Set exercise 1:
Quote everything in the listing from the line containing "TARGET: rippling water" down to the listing's final line, with both ends included and nothing changed.

Page:
# Gathering input data¶

## JSON Format¶

ESPEI has a single input style in JSON format that is used for all data entry. Single-phase and multi-phase input files are almost identical, but detailed descriptions and key differences can be found in the following sections. For those unfamiliar with JSON, it is fairly similar to Python dictionaries with some rigid requirements

• All string quotes must be double quotes. Use "key" instead of 'key'.
• Numbers should not have leading zeros. 00.123 should be 0.123 and 012.34 must be 12.34.
• Lists and nested key-value pairs cannot have trailing commas. {"nums": [1,2,3,],} is invalid and should be {"nums": [1,2,3]}.

These errors can be challenging to track down, particularly if you are only reading the JSON error messages in Python. A visual editor is encouraged for debugging JSON files such as JSONLint. A quick reference to the format can be found at Learn JSON in Y minutes.

ESPEI has support for checking all of your input datasets for errors, which you should always use before you attempt to run ESPEI. This error checking will report all of the errors at once and all errors should be fixed. Errors in the datasets will prevent fitting. To check the datasets at path my-input-data/ you can run espei --check-datasets my-input-data.

## Phase Descriptions¶

The JSON file for describing CALPHAD phases is conceptually similar to a setup file in Thermo-Calc’s PARROT module. At the top of the file there is the refdata key that describes which reference state you would like to choose. Currently the reference states are strings referring to dictionaries in pycalphad.refdata only "SGTE91" is implemented.

Each phase is described with the phase name as they key in the dictionary of phases. The details of that phase is a dictionary of values for that key. There are 4 possible entries to describe a phase: sublattice_model, sublattice_site_ratios, equivalent_sublattices, and aliases. sublattice_model is a list of lists, where each internal list contains all of the components in that sublattice. The BCC_B2 sublattice model is [["AL", "NI", "VA"], ["AL", "NI", "VA"], ["VA"]], thus there are three sublattices where the first two have Al, Ni, and vacancies. sublattice_site_ratios should be of the same length as the sublattice model (e.g. 3 for BCC_B2). The sublattice site ratios can be fractional or integers and do not have to sum to unity.

The optional equivalent_sublattices key is a list of lists that describe which sublattices are symmetrically equivalent. Each sub-list in equivalent_sublattices describes the indices (zero-indexed) of sublattices that are equivalent. For BCC_B2 the equivalent sublattices are [[0, 1]], meaning that the sublattice at index 0 and index 1 are equivalent. There can be multiple different sets (multiple sub-lists) of equivalent sublattices and there can be many equivalent sublattices within a sublattice (see FCC_L12). If no equivalent_sublattice key exists, it is assumed that there are none.a

Finally, the aliases key is used to refer to other phases that this sublattice model can describe when symmetry is accounted for. Aliases are used here to describe the BCC_A2 and FCC_A1, which are the disordered phases of BCC_B2 and FCC_L12, respectively. Notice that the aliased phases are not otherwise described in the input file. Multiple phases can exist with aliases to the same phase, e.g. FCC_L12 and FCC_L10 can both have FCC_A1 as an alias.

Stored data:

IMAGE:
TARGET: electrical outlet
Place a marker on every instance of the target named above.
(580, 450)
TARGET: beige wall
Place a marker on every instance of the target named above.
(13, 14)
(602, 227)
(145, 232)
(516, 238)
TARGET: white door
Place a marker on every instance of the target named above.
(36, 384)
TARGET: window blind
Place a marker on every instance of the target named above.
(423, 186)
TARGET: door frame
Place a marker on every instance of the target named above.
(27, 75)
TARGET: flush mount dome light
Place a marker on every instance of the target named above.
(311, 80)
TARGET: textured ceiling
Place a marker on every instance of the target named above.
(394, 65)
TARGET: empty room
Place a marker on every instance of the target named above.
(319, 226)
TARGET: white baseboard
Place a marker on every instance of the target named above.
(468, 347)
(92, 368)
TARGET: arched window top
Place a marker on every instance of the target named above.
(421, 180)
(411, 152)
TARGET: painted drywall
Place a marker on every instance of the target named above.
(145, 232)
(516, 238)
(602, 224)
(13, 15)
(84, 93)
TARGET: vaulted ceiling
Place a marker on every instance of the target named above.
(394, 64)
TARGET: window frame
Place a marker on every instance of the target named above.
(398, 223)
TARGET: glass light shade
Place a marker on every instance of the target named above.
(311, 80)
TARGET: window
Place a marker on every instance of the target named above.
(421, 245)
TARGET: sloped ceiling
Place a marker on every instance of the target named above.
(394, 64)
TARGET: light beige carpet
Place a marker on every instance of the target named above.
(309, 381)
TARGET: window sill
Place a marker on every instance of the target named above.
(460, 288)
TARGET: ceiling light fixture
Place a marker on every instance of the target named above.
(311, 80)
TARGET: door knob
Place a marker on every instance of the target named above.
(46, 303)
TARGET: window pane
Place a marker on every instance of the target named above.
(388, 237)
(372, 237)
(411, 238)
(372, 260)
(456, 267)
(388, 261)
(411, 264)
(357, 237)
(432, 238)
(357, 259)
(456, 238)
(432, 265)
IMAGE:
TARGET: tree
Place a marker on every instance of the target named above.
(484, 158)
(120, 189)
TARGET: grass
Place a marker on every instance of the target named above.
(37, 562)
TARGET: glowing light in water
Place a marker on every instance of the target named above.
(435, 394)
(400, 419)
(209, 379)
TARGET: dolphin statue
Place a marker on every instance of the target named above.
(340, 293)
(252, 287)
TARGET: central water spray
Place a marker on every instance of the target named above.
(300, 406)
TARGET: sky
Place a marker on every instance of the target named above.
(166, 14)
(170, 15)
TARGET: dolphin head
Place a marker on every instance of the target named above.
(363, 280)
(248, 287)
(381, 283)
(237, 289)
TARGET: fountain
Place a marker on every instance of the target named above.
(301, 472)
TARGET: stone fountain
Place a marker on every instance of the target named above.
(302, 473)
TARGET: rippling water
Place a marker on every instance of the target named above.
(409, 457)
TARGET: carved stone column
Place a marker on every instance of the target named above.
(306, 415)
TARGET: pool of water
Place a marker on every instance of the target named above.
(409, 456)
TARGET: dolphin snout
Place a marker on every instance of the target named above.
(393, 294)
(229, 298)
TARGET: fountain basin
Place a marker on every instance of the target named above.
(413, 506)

Set exercise 2:
Extend the page on ESPEI input data, picking up right after its last sentence.

Task answer 1:
TARGET: rippling water
Place a marker on every instance of the target named above.
(409, 457)
TARGET: carved stone column
Place a marker on every instance of the target named above.
(306, 415)
TARGET: pool of water
Place a marker on every instance of the target named above.
(409, 456)
TARGET: dolphin snout
Place a marker on every instance of the target named above.
(393, 294)
(229, 298)
TARGET: fountain basin
Place a marker on every instance of the target named above.
(413, 506)

Task answer 2:
{
"refdata": "SGTE91",
"components": ["AL", "NI", "VA"],
"phases": {
"LIQUID" : {
"sublattice_model": [["AL", "NI"]],
"sublattice_site_ratios": [1]
},
"BCC_B2": {
"aliases": ["BCC_A2"],
"sublattice_model": [["AL", "NI", "VA"], ["AL", "NI", "VA"], ["VA"]],
"sublattice_site_ratios": [0.5, 0.5, 1],
"equivalent_sublattices": [[0, 1]]
},
"FCC_L12": {
"aliases": ["FCC_A1"],
"sublattice_model": [["AL", "NI"], ["AL", "NI"], ["AL", "NI"], ["AL", "NI"], ["VA"]],
"sublattice_site_ratios": [0.25, 0.25, 0.25, 0.25, 1],
"equivalent_sublattices": [[0, 1, 2, 3]]
},
"AL3NI1": {
"sublattice_site_ratios": [0.75, 0.25],
"sublattice_model": [["AL"], ["NI"]]
},
"AL3NI2": {
"sublattice_site_ratios": [3, 2, 1],
"sublattice_model": [["AL"], ["AL", "NI"], ["NI", "VA"]]
},
"AL3NI5": {
"sublattice_site_ratios": [0.375, 0.625],
"sublattice_model": [["AL"], ["NI"]]
}
}
}


## Single-phase Data¶

Two example of ESPEI input file for single-phase data follow. The first dataset has some data for the formation heat capacity for BCC_B2.

The components and phases keys simply describe those found in this entry. Use the reference key for bookkeeping the source of the data. In solver the sublattice configuration and site ratios are described for the phase.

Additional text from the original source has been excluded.